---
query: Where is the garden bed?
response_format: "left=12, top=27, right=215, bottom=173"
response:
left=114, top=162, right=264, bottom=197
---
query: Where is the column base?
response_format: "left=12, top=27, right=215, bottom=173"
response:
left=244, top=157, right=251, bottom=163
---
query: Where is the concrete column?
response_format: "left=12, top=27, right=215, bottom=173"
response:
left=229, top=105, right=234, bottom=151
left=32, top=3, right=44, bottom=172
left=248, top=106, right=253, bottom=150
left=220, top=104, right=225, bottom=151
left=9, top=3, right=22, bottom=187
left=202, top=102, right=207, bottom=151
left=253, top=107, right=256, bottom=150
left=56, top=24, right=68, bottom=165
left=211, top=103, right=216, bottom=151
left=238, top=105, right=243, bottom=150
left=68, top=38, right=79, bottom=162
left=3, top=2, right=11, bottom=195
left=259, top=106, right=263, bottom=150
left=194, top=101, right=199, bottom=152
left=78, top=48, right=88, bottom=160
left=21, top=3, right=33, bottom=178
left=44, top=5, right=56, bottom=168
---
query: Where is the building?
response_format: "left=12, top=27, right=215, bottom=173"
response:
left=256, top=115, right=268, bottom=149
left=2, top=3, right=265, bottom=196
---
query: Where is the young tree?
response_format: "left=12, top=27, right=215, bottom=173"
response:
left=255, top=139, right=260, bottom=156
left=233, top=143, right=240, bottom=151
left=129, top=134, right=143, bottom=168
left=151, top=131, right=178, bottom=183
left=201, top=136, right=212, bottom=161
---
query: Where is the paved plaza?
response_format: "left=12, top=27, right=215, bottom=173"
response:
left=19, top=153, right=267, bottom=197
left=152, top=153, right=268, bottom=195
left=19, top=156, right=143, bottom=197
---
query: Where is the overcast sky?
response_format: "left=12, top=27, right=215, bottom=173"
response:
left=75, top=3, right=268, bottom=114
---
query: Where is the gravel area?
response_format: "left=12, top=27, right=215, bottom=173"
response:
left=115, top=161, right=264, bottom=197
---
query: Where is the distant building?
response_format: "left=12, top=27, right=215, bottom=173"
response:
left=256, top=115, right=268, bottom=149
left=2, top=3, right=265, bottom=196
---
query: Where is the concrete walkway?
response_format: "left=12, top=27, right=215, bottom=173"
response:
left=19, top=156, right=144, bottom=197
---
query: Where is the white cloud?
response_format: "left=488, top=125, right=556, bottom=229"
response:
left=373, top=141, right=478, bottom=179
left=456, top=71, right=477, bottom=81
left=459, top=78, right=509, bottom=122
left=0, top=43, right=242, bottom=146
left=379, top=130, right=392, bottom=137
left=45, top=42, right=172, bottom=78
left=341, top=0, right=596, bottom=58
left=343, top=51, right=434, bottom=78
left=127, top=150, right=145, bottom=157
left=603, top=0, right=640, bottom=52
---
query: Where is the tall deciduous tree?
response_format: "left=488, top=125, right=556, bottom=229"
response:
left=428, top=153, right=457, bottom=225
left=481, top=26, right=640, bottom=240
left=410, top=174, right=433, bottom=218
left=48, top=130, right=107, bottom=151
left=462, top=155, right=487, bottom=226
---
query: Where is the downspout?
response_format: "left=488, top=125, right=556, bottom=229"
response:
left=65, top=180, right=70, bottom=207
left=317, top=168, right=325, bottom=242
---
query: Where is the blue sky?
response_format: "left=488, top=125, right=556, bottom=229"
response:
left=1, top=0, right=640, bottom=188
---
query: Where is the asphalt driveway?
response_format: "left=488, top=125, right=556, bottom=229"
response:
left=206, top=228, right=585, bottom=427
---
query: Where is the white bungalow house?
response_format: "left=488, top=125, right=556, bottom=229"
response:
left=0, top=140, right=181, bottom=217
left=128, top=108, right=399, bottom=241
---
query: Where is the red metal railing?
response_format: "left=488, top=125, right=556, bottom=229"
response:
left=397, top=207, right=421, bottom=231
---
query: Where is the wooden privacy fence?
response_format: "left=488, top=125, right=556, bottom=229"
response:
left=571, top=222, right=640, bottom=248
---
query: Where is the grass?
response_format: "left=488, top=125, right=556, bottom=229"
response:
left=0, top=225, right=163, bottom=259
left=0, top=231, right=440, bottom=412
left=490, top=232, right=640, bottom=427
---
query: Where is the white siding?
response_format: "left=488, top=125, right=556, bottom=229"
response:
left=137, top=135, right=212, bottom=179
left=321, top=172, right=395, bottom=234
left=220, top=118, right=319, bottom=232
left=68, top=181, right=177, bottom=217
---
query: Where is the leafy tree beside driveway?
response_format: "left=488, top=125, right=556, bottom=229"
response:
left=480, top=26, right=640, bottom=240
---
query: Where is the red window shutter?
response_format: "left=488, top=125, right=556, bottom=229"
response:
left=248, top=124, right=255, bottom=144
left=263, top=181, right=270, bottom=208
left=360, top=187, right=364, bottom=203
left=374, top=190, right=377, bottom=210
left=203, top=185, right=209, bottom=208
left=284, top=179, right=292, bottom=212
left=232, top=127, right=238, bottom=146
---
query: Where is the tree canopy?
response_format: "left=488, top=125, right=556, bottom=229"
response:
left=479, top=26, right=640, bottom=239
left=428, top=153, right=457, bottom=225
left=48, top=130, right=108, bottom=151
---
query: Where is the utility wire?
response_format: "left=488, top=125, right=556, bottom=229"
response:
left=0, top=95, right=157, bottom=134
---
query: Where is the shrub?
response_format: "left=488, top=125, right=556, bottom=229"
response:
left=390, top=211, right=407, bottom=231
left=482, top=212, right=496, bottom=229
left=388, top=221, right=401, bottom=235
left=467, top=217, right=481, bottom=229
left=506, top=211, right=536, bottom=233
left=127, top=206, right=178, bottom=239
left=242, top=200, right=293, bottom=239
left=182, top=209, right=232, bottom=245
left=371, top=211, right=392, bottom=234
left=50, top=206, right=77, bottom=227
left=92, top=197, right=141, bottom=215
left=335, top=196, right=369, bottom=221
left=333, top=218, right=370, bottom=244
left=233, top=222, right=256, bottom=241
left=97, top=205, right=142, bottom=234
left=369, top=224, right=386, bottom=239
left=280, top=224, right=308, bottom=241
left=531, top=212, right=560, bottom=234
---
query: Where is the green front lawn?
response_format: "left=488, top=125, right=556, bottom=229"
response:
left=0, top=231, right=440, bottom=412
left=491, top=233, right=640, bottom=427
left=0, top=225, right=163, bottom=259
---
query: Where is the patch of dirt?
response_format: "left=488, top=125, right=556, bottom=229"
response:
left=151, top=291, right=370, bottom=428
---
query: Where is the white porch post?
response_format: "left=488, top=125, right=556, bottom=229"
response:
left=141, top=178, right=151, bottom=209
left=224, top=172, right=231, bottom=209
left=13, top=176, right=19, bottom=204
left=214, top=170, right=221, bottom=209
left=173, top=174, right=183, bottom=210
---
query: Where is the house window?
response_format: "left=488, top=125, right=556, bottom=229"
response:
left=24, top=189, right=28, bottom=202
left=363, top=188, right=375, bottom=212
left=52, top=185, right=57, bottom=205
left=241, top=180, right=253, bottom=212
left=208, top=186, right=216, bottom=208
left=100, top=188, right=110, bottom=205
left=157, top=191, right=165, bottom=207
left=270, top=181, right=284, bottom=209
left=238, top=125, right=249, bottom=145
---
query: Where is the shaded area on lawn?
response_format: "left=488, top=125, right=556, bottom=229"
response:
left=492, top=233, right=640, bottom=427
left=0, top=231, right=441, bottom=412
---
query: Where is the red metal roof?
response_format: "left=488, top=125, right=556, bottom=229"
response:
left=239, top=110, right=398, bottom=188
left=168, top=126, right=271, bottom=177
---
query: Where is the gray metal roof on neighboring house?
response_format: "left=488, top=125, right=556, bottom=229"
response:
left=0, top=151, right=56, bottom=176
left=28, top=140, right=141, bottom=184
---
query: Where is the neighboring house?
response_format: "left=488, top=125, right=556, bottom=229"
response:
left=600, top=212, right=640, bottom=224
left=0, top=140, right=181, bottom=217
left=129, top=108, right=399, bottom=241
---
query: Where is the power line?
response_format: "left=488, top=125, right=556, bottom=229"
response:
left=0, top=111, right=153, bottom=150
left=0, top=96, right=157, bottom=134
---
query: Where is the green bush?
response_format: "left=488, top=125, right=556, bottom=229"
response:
• • • •
- Problem -
Everything from the line with "query: Where is the power line?" through the line with "query: Where is the green bush?" should be written out exactly as it appears above, end lines included, and nothing outside that range.

- Reply -
query: Where is the power line?
response_format: "left=488, top=125, right=556, bottom=229"
response:
left=0, top=111, right=153, bottom=150
left=0, top=96, right=157, bottom=134
---
query: Where is the green bush?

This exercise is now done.